Questions à traiter:
1. Dans l'extrait d'entretien sur les congés des indépendants, renvoyez le passage allant de "Damien : Je" à "le projet !", ces deux bornes comprises.
2. Reformulez sous forme de liste courte le paragraphe de l'extrait sur les congés qui commence par "Damien : Je n’ai pas pris de congés", en gardant ses faits principaux.
3. D'après l'extrait sur les congés, pourquoi Fanny prend-elle davantage de congés qu'à l'époque où elle était salariée ? Répondez en une à trois phrases.

Extrait choisi:
..............................

Elsa : Non pas toujours, mais ça ne me dérange pas ! D’un autre côté, si j’ai envie d’arrêter de travailler à 16 heures pour aller chercher ma fille à la crèche, je peux le faire !
Lauranne : Oui, et j’y tiens. Je ne fais que quelques rares exceptions.
Comment organisez-vous vos congés ? En prenez-vous autant que si vous étiez salarié(e), de manière aussi cadrée ?
Fanny : Je prends davantage de congés que lorsque j’étais salariée, car j’ai plus de liberté sur le sujet que mon conjoint (qui est salarié). J’annonce simplement à mes clients : je suis off de telle date à telle date.
Damien : Je n’ai pas pris de congés depuis presque 2 ans, hormis de longs week-end. Je jongle avec plusieurs clients et parfois, je dis à certains que je suis off pour réduire la charge de travail. Mais je n’ai jamais de période sans aucune mission. Cet été, je songe à prendre au moins une semaine totalement off. En tout cas, c’est le projet !
Elsa : Non, je n’en prends pas du tout autant et j’ai du mal à les organiser en avance. De manière générale, j’arrête de travailler lorsque mes clients ne travaillent pas, donc pour Noël et au mois d’août. Parfois, j’arrive à prendre quelques jours pendant l’année.

..............................

Lignes fournies:
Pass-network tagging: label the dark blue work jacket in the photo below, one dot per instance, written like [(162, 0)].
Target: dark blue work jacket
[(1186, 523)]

..............................

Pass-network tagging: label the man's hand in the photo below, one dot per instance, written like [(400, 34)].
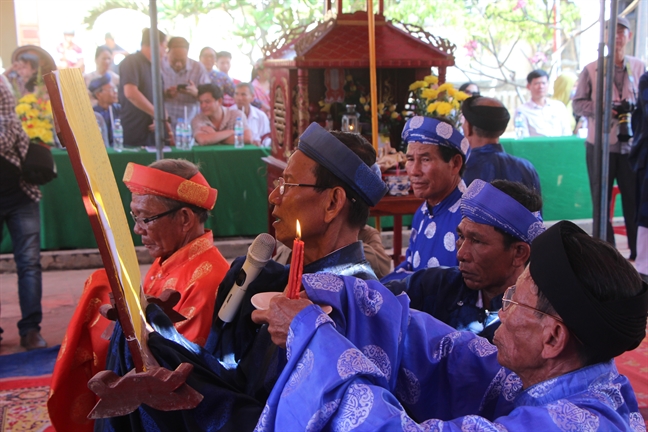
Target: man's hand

..............................

Réponses:
1.
Damien : Je n’ai pas pris de congés depuis presque 2 ans, hormis de longs week-end. Je jongle avec plusieurs clients et parfois, je dis à certains que je suis off pour réduire la charge de travail. Mais je n’ai jamais de période sans aucune mission. Cet été, je songe à prendre au moins une semaine totalement off. En tout cas, c’est le projet !

2.
- Pas de congés depuis presque 2 ans, hormis de longs week-ends.
- Plusieurs clients en parallèle ; il se dit parfois off auprès de certains pour réduire sa charge de travail.
- Jamais de période sans aucune mission.
- Projet pour cet été : au moins une semaine totalement off.

3. Fanny a plus de liberté sur le sujet des congés que son conjoint, qui est salarié. Elle annonce simplement à ses clients les dates où elle est off.